What the exercise asks: List each line in the material below that contains the word "wheel".
|---|
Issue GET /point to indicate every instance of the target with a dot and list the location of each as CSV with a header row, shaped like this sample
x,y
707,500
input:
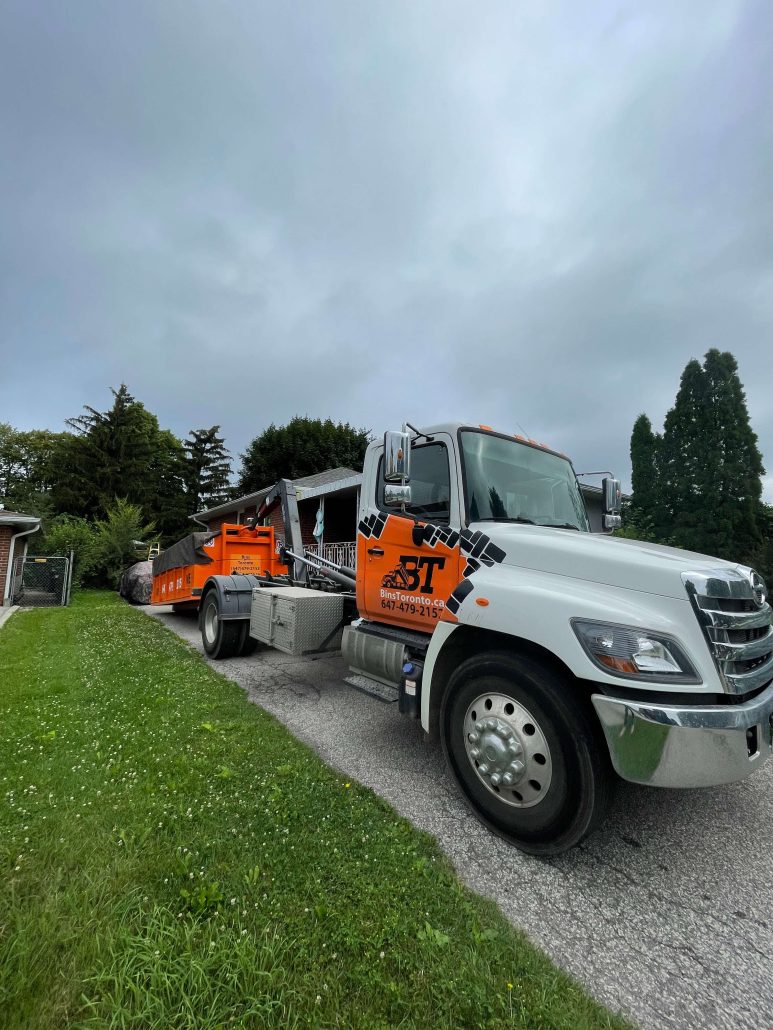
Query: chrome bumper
x,y
671,746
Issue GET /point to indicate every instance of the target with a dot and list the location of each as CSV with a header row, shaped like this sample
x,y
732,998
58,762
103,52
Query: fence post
x,y
69,579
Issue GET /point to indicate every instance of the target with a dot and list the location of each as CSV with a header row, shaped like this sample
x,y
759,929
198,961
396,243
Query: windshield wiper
x,y
506,518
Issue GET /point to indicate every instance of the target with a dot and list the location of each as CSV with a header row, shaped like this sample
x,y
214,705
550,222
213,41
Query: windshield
x,y
511,482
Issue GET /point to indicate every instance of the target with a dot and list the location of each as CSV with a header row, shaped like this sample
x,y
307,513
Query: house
x,y
336,494
14,529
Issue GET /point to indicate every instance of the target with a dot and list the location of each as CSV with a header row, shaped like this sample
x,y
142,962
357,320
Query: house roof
x,y
17,518
306,486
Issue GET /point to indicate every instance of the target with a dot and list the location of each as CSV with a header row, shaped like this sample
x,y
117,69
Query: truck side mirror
x,y
396,457
612,495
396,495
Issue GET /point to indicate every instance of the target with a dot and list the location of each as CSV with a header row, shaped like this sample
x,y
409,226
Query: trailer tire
x,y
221,639
525,752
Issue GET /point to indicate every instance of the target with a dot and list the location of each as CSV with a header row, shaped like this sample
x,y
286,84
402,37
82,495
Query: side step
x,y
373,688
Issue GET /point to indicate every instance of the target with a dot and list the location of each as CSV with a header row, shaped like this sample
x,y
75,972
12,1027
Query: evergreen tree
x,y
732,467
302,447
208,469
109,456
644,475
708,468
123,453
680,510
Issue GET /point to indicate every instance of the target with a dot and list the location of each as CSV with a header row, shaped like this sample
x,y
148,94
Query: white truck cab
x,y
545,655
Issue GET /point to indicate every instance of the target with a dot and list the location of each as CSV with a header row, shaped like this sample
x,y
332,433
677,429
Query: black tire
x,y
565,796
221,640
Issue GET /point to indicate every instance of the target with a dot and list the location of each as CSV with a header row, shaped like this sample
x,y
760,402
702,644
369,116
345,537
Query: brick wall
x,y
6,531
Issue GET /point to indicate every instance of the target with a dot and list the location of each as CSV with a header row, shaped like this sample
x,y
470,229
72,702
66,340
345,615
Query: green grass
x,y
171,857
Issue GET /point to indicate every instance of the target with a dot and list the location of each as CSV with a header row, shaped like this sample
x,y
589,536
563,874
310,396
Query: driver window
x,y
430,484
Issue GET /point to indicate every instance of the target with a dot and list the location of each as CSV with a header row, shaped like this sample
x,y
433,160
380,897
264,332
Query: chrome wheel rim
x,y
507,750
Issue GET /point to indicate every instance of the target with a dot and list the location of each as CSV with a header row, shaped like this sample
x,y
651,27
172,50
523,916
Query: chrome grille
x,y
737,627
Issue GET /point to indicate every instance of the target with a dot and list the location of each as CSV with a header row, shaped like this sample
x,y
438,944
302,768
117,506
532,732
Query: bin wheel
x,y
221,640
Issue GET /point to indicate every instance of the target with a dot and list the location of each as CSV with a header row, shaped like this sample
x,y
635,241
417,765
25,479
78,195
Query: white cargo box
x,y
296,620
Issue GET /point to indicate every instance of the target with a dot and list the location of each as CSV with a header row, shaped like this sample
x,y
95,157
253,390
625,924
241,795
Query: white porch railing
x,y
342,554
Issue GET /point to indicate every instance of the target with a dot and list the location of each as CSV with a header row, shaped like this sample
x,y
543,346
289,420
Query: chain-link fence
x,y
40,582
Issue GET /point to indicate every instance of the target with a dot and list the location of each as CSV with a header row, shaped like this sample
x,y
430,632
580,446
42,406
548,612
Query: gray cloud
x,y
518,214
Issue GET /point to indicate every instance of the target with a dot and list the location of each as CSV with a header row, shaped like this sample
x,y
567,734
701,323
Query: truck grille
x,y
736,622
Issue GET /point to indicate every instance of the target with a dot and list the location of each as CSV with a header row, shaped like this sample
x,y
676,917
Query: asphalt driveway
x,y
666,914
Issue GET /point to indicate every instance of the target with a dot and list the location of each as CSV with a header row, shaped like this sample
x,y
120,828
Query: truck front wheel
x,y
221,640
524,752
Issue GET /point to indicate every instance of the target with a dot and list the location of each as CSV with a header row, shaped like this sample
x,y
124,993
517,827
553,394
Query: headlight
x,y
633,653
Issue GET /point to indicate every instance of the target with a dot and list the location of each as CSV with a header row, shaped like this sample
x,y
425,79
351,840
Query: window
x,y
430,484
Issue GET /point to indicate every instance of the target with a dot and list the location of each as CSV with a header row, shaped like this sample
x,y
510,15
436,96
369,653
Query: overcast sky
x,y
528,214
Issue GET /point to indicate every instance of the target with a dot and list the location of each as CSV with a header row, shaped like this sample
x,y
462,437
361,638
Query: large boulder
x,y
136,583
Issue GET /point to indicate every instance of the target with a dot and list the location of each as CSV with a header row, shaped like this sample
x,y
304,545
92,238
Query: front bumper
x,y
690,746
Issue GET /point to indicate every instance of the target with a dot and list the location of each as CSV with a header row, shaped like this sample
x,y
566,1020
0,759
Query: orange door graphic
x,y
409,570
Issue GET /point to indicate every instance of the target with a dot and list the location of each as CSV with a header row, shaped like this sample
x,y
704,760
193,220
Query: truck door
x,y
408,562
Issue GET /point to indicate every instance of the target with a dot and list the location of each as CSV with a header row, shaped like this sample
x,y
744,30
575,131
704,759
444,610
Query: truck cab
x,y
546,657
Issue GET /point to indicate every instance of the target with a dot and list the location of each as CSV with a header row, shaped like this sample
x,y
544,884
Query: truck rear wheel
x,y
221,640
524,752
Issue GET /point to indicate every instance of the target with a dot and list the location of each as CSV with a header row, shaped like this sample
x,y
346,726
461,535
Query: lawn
x,y
171,857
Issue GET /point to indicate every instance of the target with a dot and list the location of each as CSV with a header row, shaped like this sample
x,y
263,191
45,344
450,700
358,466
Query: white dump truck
x,y
547,658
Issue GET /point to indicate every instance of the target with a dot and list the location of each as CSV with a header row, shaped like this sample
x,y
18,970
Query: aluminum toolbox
x,y
296,620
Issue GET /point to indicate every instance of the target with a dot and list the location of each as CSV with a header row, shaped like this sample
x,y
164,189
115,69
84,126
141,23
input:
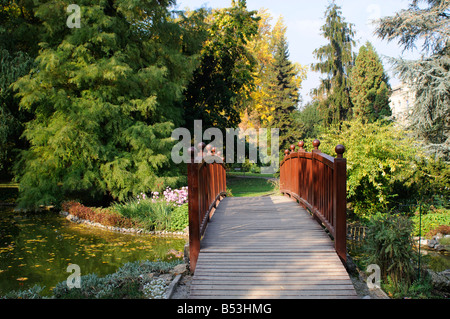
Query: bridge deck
x,y
267,247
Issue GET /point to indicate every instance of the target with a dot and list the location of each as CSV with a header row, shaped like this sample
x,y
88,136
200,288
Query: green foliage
x,y
104,102
370,89
335,60
431,181
309,121
432,220
12,66
389,245
217,90
102,216
179,218
379,162
31,293
283,92
150,214
428,76
127,282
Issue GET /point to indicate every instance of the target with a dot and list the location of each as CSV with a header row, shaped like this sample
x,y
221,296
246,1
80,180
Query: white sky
x,y
304,19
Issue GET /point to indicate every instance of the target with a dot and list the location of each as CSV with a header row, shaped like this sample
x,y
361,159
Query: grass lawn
x,y
249,187
238,173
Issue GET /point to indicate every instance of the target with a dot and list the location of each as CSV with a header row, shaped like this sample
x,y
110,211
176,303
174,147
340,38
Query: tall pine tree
x,y
283,92
105,100
369,86
336,59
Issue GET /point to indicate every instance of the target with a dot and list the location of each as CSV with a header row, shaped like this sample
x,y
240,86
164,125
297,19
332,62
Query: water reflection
x,y
37,248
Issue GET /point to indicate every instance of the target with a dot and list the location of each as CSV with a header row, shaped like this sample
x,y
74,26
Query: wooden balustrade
x,y
318,182
206,188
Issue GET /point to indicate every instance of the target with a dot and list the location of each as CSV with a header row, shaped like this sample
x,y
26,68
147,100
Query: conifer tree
x,y
105,100
369,86
427,22
335,61
283,92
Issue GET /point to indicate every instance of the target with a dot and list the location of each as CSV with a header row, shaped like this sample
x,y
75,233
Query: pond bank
x,y
86,222
36,249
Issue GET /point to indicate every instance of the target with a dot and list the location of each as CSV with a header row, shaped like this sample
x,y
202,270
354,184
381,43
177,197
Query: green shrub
x,y
389,245
31,293
103,216
149,213
379,162
433,221
130,281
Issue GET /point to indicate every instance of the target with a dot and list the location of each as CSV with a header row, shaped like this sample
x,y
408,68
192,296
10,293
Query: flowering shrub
x,y
103,216
177,196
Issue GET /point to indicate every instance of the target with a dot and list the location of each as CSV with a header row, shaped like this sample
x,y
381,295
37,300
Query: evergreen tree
x,y
428,76
283,92
369,83
336,59
104,99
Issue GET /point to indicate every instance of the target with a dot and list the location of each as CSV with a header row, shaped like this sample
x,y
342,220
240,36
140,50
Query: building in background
x,y
401,102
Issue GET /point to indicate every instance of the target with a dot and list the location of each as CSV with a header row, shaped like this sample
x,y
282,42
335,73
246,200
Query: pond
x,y
37,248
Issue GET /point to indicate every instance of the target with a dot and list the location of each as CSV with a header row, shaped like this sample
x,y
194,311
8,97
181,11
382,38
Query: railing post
x,y
314,184
340,202
194,210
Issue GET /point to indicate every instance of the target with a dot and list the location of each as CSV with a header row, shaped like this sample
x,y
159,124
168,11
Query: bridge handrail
x,y
318,182
206,188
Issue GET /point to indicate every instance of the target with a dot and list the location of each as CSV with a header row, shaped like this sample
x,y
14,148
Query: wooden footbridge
x,y
291,246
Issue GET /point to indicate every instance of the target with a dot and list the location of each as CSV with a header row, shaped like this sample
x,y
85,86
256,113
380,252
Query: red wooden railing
x,y
206,188
318,182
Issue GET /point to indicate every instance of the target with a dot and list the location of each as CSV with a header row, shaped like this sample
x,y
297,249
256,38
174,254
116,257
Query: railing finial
x,y
192,151
316,144
201,146
340,149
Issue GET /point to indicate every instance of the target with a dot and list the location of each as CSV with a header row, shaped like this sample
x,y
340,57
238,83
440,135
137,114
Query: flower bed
x,y
144,214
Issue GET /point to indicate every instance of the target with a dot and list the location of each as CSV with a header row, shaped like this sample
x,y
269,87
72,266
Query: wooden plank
x,y
267,248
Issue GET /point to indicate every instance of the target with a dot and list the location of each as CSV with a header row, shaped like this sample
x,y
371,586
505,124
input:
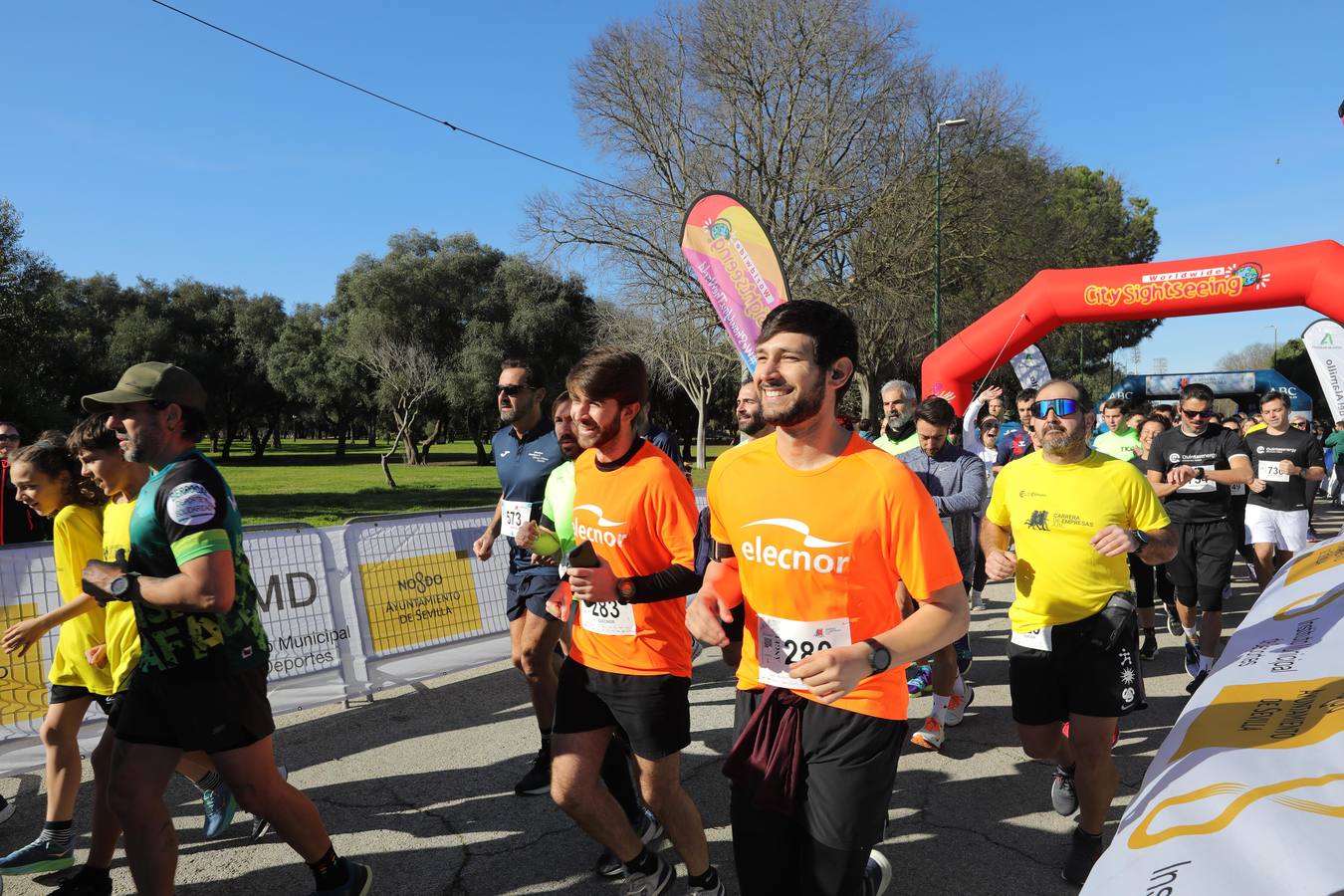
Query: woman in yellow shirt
x,y
47,479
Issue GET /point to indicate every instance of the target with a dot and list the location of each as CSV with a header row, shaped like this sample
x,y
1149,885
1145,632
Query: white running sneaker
x,y
930,737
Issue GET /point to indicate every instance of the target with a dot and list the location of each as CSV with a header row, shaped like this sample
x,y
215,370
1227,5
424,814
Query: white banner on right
x,y
1246,794
1324,341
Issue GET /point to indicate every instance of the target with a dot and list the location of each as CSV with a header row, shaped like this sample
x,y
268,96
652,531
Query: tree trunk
x,y
699,431
866,396
429,441
230,434
341,433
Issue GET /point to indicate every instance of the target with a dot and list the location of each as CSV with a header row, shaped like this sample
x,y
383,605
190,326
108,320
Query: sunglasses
x,y
1060,406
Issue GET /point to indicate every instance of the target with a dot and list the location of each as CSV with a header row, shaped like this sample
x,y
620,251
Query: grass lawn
x,y
304,481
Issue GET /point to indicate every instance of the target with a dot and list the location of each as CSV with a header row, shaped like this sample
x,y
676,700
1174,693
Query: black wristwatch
x,y
880,658
125,585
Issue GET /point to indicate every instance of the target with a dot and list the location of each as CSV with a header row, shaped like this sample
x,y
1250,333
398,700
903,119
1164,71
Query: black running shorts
x,y
1203,565
651,712
212,714
849,766
65,693
529,592
1074,677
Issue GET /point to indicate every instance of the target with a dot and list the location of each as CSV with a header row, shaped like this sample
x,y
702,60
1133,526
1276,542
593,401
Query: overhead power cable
x,y
411,109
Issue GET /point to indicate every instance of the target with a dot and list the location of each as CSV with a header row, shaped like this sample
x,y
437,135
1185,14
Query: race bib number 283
|---|
Reply:
Query: chrome wheel rim
Query: bin wheel
Query: truck front wheel
Query: truck rear wheel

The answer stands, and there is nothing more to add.